Labeled region rows:

★ ★ ★ ★ ★ ★ ★

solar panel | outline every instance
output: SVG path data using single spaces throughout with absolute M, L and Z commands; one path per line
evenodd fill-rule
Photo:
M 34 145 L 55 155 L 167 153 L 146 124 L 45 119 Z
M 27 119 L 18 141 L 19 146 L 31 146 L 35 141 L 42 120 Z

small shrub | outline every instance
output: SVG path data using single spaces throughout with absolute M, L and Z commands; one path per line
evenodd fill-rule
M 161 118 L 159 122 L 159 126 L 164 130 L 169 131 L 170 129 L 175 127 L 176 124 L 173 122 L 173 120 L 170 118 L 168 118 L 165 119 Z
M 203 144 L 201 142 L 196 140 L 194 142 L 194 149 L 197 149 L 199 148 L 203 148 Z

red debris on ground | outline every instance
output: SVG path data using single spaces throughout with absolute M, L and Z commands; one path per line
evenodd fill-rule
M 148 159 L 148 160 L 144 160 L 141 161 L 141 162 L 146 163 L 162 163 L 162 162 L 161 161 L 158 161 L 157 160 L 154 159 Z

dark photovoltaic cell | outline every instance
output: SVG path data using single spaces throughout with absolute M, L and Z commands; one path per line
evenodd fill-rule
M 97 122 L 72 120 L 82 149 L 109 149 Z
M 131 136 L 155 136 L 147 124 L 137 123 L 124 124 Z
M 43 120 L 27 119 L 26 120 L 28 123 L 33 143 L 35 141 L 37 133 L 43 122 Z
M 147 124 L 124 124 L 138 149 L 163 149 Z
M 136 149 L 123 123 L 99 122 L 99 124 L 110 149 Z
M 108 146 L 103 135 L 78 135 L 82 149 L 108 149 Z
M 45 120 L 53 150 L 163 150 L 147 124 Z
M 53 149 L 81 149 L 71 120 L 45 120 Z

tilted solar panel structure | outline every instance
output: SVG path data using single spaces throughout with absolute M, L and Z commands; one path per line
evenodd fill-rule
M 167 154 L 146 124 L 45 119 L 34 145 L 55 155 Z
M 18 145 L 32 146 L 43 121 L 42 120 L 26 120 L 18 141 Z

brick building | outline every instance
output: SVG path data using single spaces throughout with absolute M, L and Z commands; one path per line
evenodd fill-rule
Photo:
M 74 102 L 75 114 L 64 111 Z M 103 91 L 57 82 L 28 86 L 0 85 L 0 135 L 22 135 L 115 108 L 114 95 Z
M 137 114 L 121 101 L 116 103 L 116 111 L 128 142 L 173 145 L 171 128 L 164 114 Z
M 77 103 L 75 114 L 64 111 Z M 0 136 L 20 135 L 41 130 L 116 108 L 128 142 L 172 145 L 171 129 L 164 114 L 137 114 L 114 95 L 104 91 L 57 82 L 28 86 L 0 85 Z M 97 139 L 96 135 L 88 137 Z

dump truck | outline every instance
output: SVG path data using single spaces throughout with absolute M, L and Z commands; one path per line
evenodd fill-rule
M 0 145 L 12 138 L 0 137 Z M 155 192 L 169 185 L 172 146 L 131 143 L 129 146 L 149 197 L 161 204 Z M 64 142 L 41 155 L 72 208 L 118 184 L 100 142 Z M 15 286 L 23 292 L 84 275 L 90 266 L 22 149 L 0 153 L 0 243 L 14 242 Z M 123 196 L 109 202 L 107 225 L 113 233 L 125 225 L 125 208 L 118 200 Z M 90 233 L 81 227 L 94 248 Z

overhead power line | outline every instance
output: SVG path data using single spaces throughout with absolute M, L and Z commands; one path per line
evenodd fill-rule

★ ★ ★ ★ ★ ★ ★

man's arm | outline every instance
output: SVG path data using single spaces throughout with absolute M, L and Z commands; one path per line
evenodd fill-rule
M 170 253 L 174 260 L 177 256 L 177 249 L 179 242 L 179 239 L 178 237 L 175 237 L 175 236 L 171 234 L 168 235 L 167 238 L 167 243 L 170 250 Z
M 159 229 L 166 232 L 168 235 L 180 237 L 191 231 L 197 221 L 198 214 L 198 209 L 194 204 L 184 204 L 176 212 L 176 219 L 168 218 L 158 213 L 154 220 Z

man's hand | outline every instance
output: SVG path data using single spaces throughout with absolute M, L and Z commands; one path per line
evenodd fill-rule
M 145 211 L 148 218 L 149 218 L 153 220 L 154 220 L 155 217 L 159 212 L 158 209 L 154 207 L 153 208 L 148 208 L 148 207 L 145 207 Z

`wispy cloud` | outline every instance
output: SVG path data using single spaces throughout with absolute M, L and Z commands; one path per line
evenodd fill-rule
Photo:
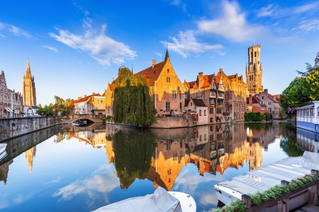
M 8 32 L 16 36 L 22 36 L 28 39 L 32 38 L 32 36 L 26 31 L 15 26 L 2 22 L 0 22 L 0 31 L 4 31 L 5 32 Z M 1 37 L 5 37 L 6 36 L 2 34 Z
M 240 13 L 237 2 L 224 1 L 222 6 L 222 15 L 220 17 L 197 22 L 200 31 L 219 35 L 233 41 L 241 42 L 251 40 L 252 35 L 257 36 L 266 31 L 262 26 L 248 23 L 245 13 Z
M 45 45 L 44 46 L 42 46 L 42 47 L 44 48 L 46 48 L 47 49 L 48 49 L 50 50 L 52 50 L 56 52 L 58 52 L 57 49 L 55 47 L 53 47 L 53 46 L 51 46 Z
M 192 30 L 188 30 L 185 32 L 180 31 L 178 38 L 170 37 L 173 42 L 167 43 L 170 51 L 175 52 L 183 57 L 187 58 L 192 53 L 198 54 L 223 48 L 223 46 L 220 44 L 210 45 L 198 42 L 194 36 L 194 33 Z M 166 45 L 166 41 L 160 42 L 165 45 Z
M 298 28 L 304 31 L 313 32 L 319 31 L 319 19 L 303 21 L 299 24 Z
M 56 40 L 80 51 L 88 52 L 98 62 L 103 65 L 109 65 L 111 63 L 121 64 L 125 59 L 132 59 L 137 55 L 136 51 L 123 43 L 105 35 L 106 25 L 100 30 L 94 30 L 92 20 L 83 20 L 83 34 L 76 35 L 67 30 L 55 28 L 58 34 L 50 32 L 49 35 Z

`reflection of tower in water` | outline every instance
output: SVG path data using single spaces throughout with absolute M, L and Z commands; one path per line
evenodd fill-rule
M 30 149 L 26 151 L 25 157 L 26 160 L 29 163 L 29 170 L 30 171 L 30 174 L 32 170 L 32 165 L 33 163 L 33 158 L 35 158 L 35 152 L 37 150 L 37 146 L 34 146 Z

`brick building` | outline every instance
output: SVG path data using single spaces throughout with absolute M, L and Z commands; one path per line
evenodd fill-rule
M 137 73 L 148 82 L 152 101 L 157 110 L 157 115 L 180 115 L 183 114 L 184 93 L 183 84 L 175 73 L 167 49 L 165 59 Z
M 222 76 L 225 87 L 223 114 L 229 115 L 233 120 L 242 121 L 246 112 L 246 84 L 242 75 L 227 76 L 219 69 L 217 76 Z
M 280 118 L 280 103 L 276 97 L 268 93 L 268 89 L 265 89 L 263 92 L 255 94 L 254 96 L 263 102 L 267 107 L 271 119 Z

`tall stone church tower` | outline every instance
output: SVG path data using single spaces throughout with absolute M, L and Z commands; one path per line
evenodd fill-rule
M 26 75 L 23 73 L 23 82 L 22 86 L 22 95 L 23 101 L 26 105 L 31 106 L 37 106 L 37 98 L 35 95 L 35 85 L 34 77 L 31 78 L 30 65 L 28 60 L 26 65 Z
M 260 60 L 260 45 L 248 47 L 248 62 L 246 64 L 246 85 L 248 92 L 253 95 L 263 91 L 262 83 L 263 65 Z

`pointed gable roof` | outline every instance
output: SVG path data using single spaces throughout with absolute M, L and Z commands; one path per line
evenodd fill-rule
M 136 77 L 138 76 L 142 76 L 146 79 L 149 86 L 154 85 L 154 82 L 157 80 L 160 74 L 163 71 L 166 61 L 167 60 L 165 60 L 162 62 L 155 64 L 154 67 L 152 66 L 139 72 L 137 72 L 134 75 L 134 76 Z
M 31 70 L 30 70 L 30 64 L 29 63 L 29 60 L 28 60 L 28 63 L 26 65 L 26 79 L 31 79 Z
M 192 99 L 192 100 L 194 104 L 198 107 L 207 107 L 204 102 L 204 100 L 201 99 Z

★ ★ ★ ★ ★ ★ ★

Rewrite the lines starting at the one containing "of tower in" and ending at the one containing "M 260 60 L 260", changing "brick building" to "brick house" and keeping everything else the same.

`reflection of tower in water` | outline every instance
output: SVG path data using single spaces throughout with absolute M, L and Z commands; one path per line
evenodd fill-rule
M 30 149 L 26 151 L 25 157 L 26 160 L 29 163 L 29 170 L 30 171 L 30 174 L 32 170 L 32 165 L 33 163 L 33 158 L 35 158 L 35 152 L 37 150 L 37 146 L 34 146 Z

`brick house` | outline every instance
output: SVG path data using single spaces throughout with absolute M, L and Z commands; one path per line
evenodd fill-rule
M 137 73 L 148 82 L 152 101 L 157 110 L 157 115 L 180 115 L 183 114 L 184 93 L 183 84 L 175 73 L 167 49 L 165 59 Z
M 222 76 L 225 87 L 223 114 L 229 115 L 233 120 L 242 121 L 246 112 L 246 84 L 242 75 L 227 76 L 219 69 L 217 76 Z
M 280 118 L 280 103 L 276 97 L 268 93 L 268 89 L 265 89 L 263 92 L 255 94 L 254 96 L 263 102 L 267 107 L 271 119 Z

`tall stone church tower` | outline every instance
output: SVG path data using single spaces throughout with absolute M, L and Z commands; one path per line
evenodd fill-rule
M 26 75 L 23 73 L 23 82 L 22 86 L 22 95 L 23 101 L 26 105 L 31 106 L 37 106 L 37 98 L 35 95 L 35 85 L 34 77 L 31 78 L 30 65 L 28 60 L 26 65 Z
M 260 60 L 260 45 L 248 47 L 248 62 L 246 64 L 246 85 L 248 92 L 253 95 L 263 91 L 262 83 L 263 65 Z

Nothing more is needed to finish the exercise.